__PROBLEM__. Please arrange the listing below as a two-column CSV headed text and answer, one row per answer, with every field in double quotes and line breaks replaced by spaces. Begin at the line that has "like [[1068, 570]]." and stop after the line that has "[[438, 439]]".

** start LISTING **

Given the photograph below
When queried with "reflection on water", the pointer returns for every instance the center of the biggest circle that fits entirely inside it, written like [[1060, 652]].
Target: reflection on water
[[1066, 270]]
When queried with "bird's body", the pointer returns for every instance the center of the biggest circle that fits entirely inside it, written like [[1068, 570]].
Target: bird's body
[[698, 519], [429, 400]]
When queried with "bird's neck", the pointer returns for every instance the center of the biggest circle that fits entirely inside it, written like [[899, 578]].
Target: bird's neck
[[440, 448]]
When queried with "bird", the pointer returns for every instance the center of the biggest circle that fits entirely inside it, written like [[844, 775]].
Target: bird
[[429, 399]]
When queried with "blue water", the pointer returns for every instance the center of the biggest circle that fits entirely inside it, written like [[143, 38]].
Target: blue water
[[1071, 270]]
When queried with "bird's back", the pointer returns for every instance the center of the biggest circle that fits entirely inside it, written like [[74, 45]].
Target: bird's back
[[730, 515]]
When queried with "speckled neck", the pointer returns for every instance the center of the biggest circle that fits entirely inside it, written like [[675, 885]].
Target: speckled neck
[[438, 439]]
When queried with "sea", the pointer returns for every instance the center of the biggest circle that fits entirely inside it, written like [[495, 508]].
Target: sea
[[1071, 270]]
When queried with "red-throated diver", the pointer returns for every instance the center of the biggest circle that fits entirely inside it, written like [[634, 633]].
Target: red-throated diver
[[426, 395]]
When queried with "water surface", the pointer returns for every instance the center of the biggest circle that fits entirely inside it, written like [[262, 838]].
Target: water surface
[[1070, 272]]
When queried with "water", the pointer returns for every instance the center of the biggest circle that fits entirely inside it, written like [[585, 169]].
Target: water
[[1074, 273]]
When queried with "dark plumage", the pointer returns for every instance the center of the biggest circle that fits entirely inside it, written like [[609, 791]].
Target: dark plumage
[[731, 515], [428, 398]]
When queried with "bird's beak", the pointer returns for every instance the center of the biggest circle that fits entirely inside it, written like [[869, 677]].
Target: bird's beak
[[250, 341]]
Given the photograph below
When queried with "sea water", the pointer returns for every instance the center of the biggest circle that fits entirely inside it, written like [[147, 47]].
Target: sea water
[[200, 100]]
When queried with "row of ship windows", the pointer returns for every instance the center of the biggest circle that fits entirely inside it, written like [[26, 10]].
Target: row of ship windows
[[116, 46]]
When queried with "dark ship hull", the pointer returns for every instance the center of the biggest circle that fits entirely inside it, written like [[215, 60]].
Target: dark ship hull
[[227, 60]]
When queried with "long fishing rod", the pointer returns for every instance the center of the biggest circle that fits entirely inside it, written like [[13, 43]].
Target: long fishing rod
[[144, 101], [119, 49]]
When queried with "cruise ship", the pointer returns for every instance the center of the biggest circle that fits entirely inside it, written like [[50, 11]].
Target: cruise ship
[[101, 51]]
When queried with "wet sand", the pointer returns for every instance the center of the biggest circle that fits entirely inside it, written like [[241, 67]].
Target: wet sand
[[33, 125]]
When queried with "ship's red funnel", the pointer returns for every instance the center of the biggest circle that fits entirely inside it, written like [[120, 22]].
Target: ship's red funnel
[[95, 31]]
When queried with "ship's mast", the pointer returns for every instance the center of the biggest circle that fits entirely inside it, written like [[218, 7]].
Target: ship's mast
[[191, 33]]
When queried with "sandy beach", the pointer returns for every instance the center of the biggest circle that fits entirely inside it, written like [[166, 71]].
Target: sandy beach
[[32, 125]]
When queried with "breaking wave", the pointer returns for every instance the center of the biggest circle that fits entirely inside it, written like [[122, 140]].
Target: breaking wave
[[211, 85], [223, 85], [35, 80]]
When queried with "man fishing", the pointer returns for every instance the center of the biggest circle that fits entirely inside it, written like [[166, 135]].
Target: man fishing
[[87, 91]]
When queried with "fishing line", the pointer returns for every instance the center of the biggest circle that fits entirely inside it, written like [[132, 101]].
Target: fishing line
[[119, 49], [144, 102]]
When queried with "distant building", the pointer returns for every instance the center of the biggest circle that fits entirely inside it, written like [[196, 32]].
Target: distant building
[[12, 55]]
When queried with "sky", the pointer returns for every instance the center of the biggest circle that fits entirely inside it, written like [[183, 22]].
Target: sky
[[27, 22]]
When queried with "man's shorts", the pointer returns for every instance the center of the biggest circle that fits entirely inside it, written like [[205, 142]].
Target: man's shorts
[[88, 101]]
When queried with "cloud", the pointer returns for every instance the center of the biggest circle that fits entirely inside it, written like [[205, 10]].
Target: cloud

** end LISTING **

__RESPONSE TO THIS TASK__.
text,answer
"When queried with ""bird's body"", the pointer returns for every instance the center of the biggest circle that fits entirely inside it, written like [[1068, 570]]. Target: bird's body","[[698, 519], [429, 400]]"
"When queried with ""bird's neck"", the pointer returns for every instance the center of the biggest circle that fits entirely inside it, written like [[899, 578]]. Target: bird's neck","[[440, 448]]"
"When queried with ""bird"", the pointer returns for every instance the center of the biggest circle that fits entirely inside it, written like [[844, 775]]. Target: bird","[[429, 399]]"
"When queried with ""blue water"", the pointer returns for every instance the center of the biggest circle that fits entirely inside it, written like [[143, 38]]. Target: blue water","[[1071, 270]]"
"When queried with ""bird's back"", the pointer returns for every instance the center of the biggest circle that fits entirely inside it, written like [[74, 45]]. Target: bird's back","[[730, 515]]"
"When queried with ""speckled neck"", the pointer returns for every instance the center of the biggest circle that fits entirely inside it, written like [[675, 885]]. Target: speckled neck","[[438, 439]]"